### Passage to read:
• • • • •
Creating and Using Subsets of Data
==================================


A common operation with datasets is the creation of specific subsets.
There are different types of subsets, and thus Shark offers a wide
variety of functions and objects for handling subsets.

At this point recall that in Shark offers the data containers
:doxy:`Data`, :doxy:`UnlabeledData`, and :doxy:`LabeledData`. Most of
the functionalities presented in the following refer to all of these
containers. If you are not familiar with Shark data containers then you
way want to work through the tutorial :doc:`Data tutorial <datasets>`
first.


Basics of Subset Generation
-----------------------------------

**The data classes are designed to generate subsets
at the level of batches** and not at the level of single points.
This concept is outlined in the tutorial :doc:`Data tutorial <datasets>`.
Thus for most types of subsets the points inside the set need to be
reordered across the batch structure.

After that, acquisition of subsets is easy and inexpensive in terms of
memory and runtime, as only references to the batches are shared across
the datasets. This is one of the core features of Shark's data containers.
It can save the day, e.g., when performing 10-fold cross-validation.

We start by including the data set header::


	#include <shark/Data/Dataset.h>
	using namespace shark;
	

The following basic functions acquire subsets::


		LabeledData<I,L> dataset;             // our dataset
	
		// create an indexed subset of batches
		std::vector<std::size_t> indices;     // indices of the batches to be contained in the subset
		LabeledData<I,L> subset = indexedSubset(dataset, indices);
	
		// if also the complement of the set is needed, the call is:
		LabeledData<I,L> complement;
		dataset.indexedSubset(indices, subset, complement);
	
		// create subsets from ranges of batches
		LabeledData<I,L> range1 = rangeSubset(dataset, start, end);   // contains batches start,...,end-1
		LabeledData<I,L> range2 = rangeSubset(dataset, end);          // contains batches 0,...,end-1
	

The functions of course also work with :doxy:`Data` and
:doxy:`UnlabeledData` objects.
• • • • •
(Coordinate annotation entries)
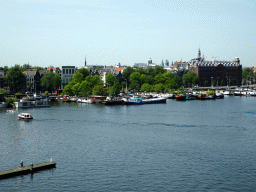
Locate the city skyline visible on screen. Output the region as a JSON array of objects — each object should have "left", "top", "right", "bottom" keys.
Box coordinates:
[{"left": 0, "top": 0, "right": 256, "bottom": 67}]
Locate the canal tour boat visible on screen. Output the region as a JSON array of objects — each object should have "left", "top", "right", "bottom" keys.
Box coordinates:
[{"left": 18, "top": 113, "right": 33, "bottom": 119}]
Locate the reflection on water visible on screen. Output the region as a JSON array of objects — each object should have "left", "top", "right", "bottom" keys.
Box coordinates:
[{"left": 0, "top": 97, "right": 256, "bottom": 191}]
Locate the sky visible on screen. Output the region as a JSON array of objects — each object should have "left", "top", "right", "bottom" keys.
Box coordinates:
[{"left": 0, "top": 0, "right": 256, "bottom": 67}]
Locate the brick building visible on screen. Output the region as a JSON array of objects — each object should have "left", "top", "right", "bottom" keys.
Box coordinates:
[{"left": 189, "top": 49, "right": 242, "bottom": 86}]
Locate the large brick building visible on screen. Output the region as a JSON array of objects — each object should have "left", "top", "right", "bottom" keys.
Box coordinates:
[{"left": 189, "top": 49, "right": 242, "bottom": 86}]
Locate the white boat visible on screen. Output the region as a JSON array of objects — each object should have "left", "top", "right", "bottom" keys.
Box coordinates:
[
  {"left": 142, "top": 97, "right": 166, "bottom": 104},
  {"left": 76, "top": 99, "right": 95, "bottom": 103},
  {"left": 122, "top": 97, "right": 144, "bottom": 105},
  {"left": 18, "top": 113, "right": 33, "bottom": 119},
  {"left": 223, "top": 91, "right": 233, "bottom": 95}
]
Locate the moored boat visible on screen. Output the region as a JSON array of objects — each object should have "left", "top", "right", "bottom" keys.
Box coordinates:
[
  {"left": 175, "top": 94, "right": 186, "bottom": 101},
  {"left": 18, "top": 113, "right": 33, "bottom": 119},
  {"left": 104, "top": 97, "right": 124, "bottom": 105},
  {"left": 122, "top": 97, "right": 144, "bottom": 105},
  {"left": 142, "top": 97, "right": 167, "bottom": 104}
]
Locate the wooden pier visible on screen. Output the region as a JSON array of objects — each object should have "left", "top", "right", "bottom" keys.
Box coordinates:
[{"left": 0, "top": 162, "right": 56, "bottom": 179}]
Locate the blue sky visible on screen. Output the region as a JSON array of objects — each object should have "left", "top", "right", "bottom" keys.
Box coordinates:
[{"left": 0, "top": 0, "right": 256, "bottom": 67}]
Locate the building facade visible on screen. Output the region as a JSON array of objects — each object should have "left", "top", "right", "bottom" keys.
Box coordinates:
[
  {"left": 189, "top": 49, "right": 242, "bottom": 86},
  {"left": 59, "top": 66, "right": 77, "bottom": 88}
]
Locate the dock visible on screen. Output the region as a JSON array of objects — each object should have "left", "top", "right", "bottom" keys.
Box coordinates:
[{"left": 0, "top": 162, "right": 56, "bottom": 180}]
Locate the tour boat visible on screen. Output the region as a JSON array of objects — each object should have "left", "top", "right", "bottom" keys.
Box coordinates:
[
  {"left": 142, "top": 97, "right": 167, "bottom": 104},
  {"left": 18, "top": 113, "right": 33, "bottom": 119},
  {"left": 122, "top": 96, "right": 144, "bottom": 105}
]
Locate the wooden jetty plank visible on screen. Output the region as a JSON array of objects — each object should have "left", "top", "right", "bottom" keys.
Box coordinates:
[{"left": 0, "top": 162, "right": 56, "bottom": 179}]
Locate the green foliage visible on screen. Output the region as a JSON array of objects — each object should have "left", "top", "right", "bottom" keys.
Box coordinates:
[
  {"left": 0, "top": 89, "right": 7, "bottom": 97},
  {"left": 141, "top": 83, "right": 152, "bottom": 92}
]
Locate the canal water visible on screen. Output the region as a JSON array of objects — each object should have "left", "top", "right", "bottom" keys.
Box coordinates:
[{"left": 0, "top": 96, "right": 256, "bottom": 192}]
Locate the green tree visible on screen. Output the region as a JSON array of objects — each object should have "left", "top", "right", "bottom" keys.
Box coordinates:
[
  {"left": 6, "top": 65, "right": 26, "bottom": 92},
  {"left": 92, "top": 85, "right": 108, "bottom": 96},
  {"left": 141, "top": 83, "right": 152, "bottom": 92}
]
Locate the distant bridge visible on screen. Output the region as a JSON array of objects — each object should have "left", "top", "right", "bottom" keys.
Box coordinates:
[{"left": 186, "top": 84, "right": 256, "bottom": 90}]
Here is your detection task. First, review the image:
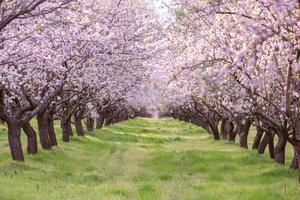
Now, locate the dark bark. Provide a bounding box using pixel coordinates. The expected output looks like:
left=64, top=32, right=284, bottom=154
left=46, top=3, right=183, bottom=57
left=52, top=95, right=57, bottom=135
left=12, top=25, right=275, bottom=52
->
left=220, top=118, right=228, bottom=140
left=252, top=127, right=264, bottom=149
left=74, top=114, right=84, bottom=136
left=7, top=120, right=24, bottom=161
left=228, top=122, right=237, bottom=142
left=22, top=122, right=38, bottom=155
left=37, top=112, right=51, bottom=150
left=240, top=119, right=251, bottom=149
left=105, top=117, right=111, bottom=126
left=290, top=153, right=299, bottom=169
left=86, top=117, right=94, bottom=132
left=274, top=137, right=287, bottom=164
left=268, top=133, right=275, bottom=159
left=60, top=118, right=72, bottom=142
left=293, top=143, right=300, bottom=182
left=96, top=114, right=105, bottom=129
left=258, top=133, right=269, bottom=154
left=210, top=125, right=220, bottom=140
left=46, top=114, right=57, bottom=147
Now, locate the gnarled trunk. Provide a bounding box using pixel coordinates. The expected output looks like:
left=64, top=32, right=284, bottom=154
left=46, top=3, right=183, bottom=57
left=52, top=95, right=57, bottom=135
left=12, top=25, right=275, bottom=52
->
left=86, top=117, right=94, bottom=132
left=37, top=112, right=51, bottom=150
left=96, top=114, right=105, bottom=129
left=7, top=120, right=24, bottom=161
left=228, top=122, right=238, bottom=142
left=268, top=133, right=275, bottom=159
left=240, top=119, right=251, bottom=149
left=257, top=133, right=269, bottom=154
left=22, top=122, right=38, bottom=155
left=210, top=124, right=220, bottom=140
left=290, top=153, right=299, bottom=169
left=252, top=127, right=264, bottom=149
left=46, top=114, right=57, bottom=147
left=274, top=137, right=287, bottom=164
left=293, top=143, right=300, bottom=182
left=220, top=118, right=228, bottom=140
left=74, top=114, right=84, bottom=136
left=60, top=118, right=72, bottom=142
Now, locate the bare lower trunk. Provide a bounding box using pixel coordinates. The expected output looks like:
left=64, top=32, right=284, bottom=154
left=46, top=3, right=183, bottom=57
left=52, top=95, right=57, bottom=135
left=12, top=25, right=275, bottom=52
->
• • • • •
### Tasks and exercises:
(a) Name the data containers that the Shark subsets tutorial says Shark offers.
(b) In the Shark subsets tutorial, at what level do the data classes generate subsets?
The rows have no role in this exercise.

### Answers by task:
(a) Data, UnlabeledData, LabeledData

(b) At the level of batches, not single points.